▸ TRY IT
Copy out the passage on data processing and spatial cluster analysis word for word, in full.

▸ SOURCE EXTRACT

Data processing and analysis
The data of 25,774 individuals were extracted from 2016 EDHS and analyzed using Stata 14. Descriptive statistics was computed using frequency and proportion.
Spatial statistics Analysis
Statistically significant clusters defined as geographic areas where the prevalence of the disease is disproportionately higher/lower compared to neighboring areas. Tests for global clustering detect the existence of at least one cluster, but not the specific place of the cluster(s) [reference].
Mapping Cluster
Mapping clusters was done using the Local Indicators of Spatial Association (LISA) analysis and GeoDa was used to conduct LISA analysis. LISA measures spatial autocorrelation, a measure of the degree to which features clustered or dispersed, and can be used as a method for cluster analysis. In cluster analysis objects in the same group (cluster) are more similar to each other than others[17, 18].
Local Moran’s I used to map clusters of disease prevalence and identify significant clusters. This map has four classes. The clusters are the high-high (high disease prevalence rates whose neighbors also have high prevalence rates) and low-low (low disease prevalence rates whose neighbors also have low prevalence rates) locations. This showed positive spatial autocorrelation and explain clusters, the remaining are outliers [reference/s].

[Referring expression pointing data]
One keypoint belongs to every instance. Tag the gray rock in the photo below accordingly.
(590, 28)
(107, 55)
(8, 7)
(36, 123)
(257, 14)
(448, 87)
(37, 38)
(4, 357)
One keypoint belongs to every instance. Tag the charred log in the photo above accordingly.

▸ RESPONSE BOX
Data processing and analysis
The data of 25,774 individuals were extracted from 2016 EDHS and analyzed using Stata 14. Descriptive statistics was computed using frequency and proportion.
Spatial statistics Analysis
Statistically significant clusters defined as geographic areas where the prevalence of the disease is disproportionately higher/lower compared to neighboring areas. Tests for global clustering detect the existence of at least one cluster, but not the specific place of the cluster(s) [reference].
Mapping Cluster
Mapping clusters was done using the Local Indicators of Spatial Association (LISA) analysis and GeoDa was used to conduct LISA analysis. LISA measures spatial autocorrelation, a measure of the degree to which features clustered or dispersed, and can be used as a method for cluster analysis. In cluster analysis objects in the same group (cluster) are more similar to each other than others[17, 18].
Local Moran’s I used to map clusters of disease prevalence and identify significant clusters. This map has four classes. The clusters are the high-high (high disease prevalence rates whose neighbors also have high prevalence rates) and low-low (low disease prevalence rates whose neighbors also have low prevalence rates) locations. This showed positive spatial autocorrelation and explain clusters, the remaining are outliers [reference/s].